* **TRY IT**:
Repeat the records below in their entirety, exactly.
##### GIVEN RECORDS #####
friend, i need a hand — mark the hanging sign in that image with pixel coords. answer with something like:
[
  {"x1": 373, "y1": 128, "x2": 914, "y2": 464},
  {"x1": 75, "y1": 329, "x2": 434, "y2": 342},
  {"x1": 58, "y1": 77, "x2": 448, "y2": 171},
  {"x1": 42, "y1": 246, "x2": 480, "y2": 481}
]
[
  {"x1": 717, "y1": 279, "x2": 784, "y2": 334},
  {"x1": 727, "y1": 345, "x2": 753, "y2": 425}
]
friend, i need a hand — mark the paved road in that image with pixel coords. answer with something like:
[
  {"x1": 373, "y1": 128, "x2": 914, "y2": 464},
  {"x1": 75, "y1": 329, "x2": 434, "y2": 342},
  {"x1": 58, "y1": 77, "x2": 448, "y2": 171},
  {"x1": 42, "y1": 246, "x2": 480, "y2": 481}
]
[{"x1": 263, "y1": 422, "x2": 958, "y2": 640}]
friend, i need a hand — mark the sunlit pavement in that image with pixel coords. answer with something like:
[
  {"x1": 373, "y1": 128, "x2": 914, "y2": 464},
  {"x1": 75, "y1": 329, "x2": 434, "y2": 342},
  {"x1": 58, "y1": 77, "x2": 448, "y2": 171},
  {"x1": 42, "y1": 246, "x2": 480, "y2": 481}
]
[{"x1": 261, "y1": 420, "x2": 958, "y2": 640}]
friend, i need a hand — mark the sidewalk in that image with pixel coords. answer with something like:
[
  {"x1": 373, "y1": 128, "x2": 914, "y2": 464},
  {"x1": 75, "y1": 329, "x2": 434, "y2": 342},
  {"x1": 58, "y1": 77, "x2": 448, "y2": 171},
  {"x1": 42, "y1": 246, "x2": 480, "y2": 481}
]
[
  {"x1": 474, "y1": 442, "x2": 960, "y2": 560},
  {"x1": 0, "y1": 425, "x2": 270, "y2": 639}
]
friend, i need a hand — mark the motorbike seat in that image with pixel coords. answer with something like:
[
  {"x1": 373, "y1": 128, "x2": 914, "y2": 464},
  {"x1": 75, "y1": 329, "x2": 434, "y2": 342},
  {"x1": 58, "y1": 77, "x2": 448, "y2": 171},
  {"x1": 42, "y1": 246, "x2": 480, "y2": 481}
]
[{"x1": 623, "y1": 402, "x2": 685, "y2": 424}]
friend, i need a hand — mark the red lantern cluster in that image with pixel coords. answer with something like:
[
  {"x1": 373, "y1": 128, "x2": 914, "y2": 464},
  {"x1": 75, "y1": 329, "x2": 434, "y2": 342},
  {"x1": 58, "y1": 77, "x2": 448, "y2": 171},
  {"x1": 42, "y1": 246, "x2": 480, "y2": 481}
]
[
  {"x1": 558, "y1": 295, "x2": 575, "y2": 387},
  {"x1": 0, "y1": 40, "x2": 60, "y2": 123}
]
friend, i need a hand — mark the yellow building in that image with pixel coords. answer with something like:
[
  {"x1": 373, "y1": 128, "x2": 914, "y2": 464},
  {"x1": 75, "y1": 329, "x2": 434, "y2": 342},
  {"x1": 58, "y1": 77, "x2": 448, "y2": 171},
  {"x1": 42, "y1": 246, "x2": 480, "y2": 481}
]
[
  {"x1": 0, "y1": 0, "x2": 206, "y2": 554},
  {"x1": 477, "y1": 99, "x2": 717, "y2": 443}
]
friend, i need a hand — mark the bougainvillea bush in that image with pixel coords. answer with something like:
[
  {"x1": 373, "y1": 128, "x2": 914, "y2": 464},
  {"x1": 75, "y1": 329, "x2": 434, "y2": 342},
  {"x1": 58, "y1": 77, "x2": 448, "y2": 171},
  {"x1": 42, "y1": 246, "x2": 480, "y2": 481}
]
#####
* **YOUR SOLUTION**:
friend, i need a hand — mark the hanging sign in that image with pixel coords. answer with something like:
[
  {"x1": 373, "y1": 128, "x2": 914, "y2": 464},
  {"x1": 75, "y1": 329, "x2": 434, "y2": 342},
  {"x1": 58, "y1": 77, "x2": 448, "y2": 171},
  {"x1": 42, "y1": 246, "x2": 480, "y2": 481}
]
[
  {"x1": 717, "y1": 279, "x2": 784, "y2": 334},
  {"x1": 727, "y1": 345, "x2": 753, "y2": 425}
]
friend, i need a hand — mark the paved road in that image with pixel coords. answer with something like:
[
  {"x1": 373, "y1": 128, "x2": 914, "y2": 464},
  {"x1": 75, "y1": 329, "x2": 434, "y2": 342},
  {"x1": 58, "y1": 77, "x2": 448, "y2": 171},
  {"x1": 42, "y1": 246, "x2": 480, "y2": 481}
]
[{"x1": 263, "y1": 422, "x2": 958, "y2": 640}]
friend, i need a hand — mark the sunlit pavement in that image with pixel coords. answer with something like:
[
  {"x1": 373, "y1": 128, "x2": 914, "y2": 464},
  {"x1": 75, "y1": 329, "x2": 434, "y2": 342},
  {"x1": 58, "y1": 77, "x2": 448, "y2": 171},
  {"x1": 42, "y1": 246, "x2": 480, "y2": 481}
]
[{"x1": 261, "y1": 420, "x2": 958, "y2": 640}]
friend, i need a hand — mark the sidewalk in that image with pixel coords. answer with something like:
[
  {"x1": 373, "y1": 128, "x2": 914, "y2": 464},
  {"x1": 75, "y1": 329, "x2": 434, "y2": 342},
  {"x1": 58, "y1": 77, "x2": 448, "y2": 171},
  {"x1": 42, "y1": 246, "x2": 480, "y2": 481}
]
[
  {"x1": 474, "y1": 442, "x2": 960, "y2": 560},
  {"x1": 0, "y1": 425, "x2": 270, "y2": 639}
]
friend, i need a hand — mark the motorbike seat in that image with pixel coords. answer with something like:
[
  {"x1": 373, "y1": 128, "x2": 914, "y2": 464},
  {"x1": 75, "y1": 329, "x2": 434, "y2": 342},
  {"x1": 58, "y1": 77, "x2": 448, "y2": 171},
  {"x1": 42, "y1": 246, "x2": 480, "y2": 481}
]
[{"x1": 623, "y1": 402, "x2": 685, "y2": 424}]
friend, i need a hand — mark the red lantern cluster in that image with pixel coords. answer with something like:
[
  {"x1": 373, "y1": 128, "x2": 914, "y2": 464},
  {"x1": 75, "y1": 329, "x2": 434, "y2": 342},
  {"x1": 58, "y1": 77, "x2": 448, "y2": 171},
  {"x1": 42, "y1": 246, "x2": 480, "y2": 481}
]
[
  {"x1": 558, "y1": 295, "x2": 575, "y2": 387},
  {"x1": 0, "y1": 40, "x2": 60, "y2": 123}
]
friend, i need a hand — mark the yellow building in that image with pixel coords. answer with something like:
[
  {"x1": 373, "y1": 128, "x2": 914, "y2": 464},
  {"x1": 75, "y1": 329, "x2": 434, "y2": 342},
  {"x1": 58, "y1": 77, "x2": 448, "y2": 171},
  {"x1": 42, "y1": 246, "x2": 480, "y2": 481}
]
[
  {"x1": 0, "y1": 0, "x2": 206, "y2": 554},
  {"x1": 477, "y1": 99, "x2": 717, "y2": 443}
]
friend, i need a hand — mark the bougainvillea bush in that image with pixel coords. answer with something like:
[
  {"x1": 373, "y1": 128, "x2": 914, "y2": 464},
  {"x1": 75, "y1": 329, "x2": 434, "y2": 342},
  {"x1": 58, "y1": 77, "x2": 448, "y2": 171},
  {"x1": 42, "y1": 246, "x2": 480, "y2": 481}
]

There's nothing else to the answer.